Can you reproduce every one of the records below word for word, leaving out the picture?

## START

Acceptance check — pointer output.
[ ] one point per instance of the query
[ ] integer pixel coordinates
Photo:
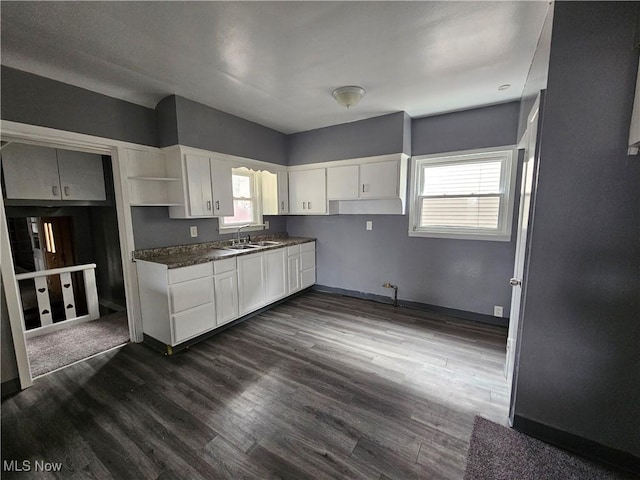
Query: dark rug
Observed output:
(499, 453)
(64, 347)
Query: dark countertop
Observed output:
(186, 255)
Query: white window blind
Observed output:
(462, 195)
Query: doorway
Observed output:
(67, 262)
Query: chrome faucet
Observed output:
(237, 239)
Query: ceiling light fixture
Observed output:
(348, 96)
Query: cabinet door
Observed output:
(275, 274)
(199, 186)
(81, 175)
(342, 182)
(379, 180)
(226, 294)
(30, 172)
(308, 191)
(251, 288)
(222, 188)
(283, 193)
(293, 276)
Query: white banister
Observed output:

## END

- **FINISHED TASK**:
Acceptance check — pointer output.
[ ] one point per instance of the query
[ ] integer pixel coordinates
Photo:
Query: dark rug
Observed output:
(499, 453)
(64, 347)
Query: dark countertop
Observed output:
(186, 255)
Query: white window blind
Observed output:
(462, 195)
Query: doorway
Observed output:
(67, 262)
Query: chrome faucet
Observed output:
(237, 239)
Query: ceiling light fixture
Observed output:
(348, 96)
Query: cabinet door
Observed output:
(275, 274)
(199, 186)
(81, 175)
(342, 182)
(379, 180)
(226, 294)
(30, 172)
(308, 191)
(251, 288)
(222, 188)
(283, 193)
(293, 276)
Query: white banister
Observed output:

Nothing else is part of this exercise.